REQUIREMENTS. Quote all of the entries word for word.

WORKING DATA.
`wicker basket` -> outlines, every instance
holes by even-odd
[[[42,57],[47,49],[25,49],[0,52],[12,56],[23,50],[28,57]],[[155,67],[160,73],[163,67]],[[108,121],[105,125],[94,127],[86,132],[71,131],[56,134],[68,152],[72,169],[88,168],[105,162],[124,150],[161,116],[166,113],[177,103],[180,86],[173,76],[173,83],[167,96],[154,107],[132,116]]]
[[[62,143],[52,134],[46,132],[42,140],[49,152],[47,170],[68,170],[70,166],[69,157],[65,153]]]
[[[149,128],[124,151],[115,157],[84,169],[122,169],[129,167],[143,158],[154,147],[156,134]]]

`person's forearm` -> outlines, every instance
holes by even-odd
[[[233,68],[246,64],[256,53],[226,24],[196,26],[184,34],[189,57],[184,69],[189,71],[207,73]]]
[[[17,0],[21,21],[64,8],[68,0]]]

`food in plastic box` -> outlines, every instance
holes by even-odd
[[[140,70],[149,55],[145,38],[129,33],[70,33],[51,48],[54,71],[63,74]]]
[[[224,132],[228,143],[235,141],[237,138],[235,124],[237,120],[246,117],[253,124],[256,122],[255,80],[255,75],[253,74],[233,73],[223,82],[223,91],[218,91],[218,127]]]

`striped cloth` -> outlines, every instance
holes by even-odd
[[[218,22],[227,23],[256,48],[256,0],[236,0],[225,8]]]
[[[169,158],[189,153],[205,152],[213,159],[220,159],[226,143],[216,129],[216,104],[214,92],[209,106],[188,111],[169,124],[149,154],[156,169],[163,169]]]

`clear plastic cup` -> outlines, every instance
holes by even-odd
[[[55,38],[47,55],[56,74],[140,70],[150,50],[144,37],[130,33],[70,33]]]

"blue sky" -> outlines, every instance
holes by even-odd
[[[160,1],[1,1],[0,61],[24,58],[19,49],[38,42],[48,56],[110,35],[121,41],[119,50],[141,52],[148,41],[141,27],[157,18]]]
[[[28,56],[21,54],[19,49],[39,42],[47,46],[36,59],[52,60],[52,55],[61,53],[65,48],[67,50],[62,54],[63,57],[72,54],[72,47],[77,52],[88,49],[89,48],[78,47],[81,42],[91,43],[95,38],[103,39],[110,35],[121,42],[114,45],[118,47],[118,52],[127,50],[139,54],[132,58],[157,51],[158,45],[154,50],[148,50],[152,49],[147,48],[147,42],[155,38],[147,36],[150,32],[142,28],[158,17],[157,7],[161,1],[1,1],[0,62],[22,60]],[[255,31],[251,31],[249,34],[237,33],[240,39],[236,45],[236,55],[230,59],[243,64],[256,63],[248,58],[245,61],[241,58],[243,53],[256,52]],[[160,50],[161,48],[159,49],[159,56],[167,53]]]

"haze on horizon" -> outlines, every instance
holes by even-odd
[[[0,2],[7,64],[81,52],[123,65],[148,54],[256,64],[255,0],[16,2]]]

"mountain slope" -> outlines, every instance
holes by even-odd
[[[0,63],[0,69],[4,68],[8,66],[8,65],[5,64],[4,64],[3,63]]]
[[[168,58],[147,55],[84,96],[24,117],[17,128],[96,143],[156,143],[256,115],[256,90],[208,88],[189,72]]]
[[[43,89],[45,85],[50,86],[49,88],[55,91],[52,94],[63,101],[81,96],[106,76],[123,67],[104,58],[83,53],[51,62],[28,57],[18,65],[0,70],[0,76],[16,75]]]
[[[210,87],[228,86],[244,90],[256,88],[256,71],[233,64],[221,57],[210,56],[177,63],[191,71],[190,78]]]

CORRECT RESULT.
`wicker basket` -> outlines, every instance
holes by even-odd
[[[42,57],[47,49],[25,49],[0,52],[12,56],[23,50],[28,57]],[[155,67],[160,73],[163,67]],[[108,121],[105,125],[94,127],[86,132],[71,131],[56,134],[68,152],[72,169],[88,168],[105,162],[124,150],[161,116],[166,113],[177,103],[180,86],[173,76],[173,83],[167,96],[154,107],[132,116]]]
[[[62,143],[52,134],[46,132],[42,140],[49,152],[47,170],[68,170],[70,166],[69,157],[65,153]]]
[[[149,128],[124,151],[115,157],[84,169],[122,169],[129,167],[143,158],[154,147],[156,134]]]

`person's forearm` -> outlines, every instance
holes by even-odd
[[[233,68],[246,64],[256,53],[226,24],[196,26],[184,34],[189,57],[184,69],[189,71],[207,73]]]
[[[17,0],[21,21],[64,8],[68,0]]]

`food in plastic box` -> outlines, every instance
holes by even-odd
[[[140,70],[149,55],[145,38],[129,33],[70,33],[51,48],[54,71],[63,74]]]
[[[224,132],[228,143],[235,141],[237,138],[235,124],[237,120],[246,117],[253,124],[256,122],[255,80],[255,75],[253,74],[233,73],[223,82],[223,91],[218,91],[218,127]]]

`striped cloth` -> outlines, every instance
holes by even-odd
[[[218,22],[227,23],[256,48],[256,0],[236,0],[225,8]]]
[[[169,158],[189,153],[205,152],[213,159],[220,159],[226,143],[216,129],[216,104],[214,92],[209,106],[188,111],[169,124],[149,154],[156,169],[163,169]]]

`clear plastic cup` -> outlines, every instance
holes by even-odd
[[[55,38],[47,55],[56,74],[140,70],[150,50],[144,37],[130,33],[70,33]]]

"blue sky" -> outlines, every instance
holes by even-odd
[[[160,1],[1,1],[0,61],[24,58],[19,49],[38,42],[48,56],[110,35],[121,41],[119,50],[141,52],[148,41],[141,27],[157,18]]]
[[[28,56],[21,54],[19,49],[39,42],[47,46],[36,59],[52,60],[52,55],[61,53],[65,48],[67,50],[62,54],[63,57],[72,54],[72,47],[77,52],[88,49],[89,48],[78,47],[81,42],[91,43],[95,38],[103,39],[110,35],[121,42],[114,45],[118,47],[118,52],[127,50],[139,54],[132,58],[157,51],[158,45],[154,50],[148,50],[152,49],[147,48],[147,42],[155,38],[147,36],[150,32],[142,28],[158,17],[157,7],[161,1],[1,1],[0,62],[22,60]],[[255,31],[251,31],[249,34],[237,33],[240,39],[236,45],[236,55],[230,59],[243,64],[256,63],[248,58],[245,61],[241,58],[243,53],[256,52]],[[160,50],[161,48],[159,49],[159,56],[167,53]]]

"haze on horizon" -> outlines, every instance
holes by even-odd
[[[0,2],[7,64],[81,52],[123,65],[148,54],[256,64],[255,0],[16,2]]]

"mountain slope" -> outlines, every instance
holes by even-odd
[[[0,63],[0,69],[4,68],[8,66],[8,65],[5,64],[4,64],[3,63]]]
[[[168,58],[147,55],[84,96],[24,117],[17,128],[96,143],[156,143],[256,115],[256,90],[208,88],[189,72]]]
[[[43,89],[45,85],[50,86],[49,88],[55,91],[52,94],[63,101],[81,96],[106,76],[123,67],[104,58],[83,53],[51,62],[28,57],[18,65],[0,70],[0,76],[16,75]]]
[[[210,87],[228,86],[244,90],[256,88],[256,71],[233,64],[221,57],[210,56],[177,63],[191,71],[190,78]]]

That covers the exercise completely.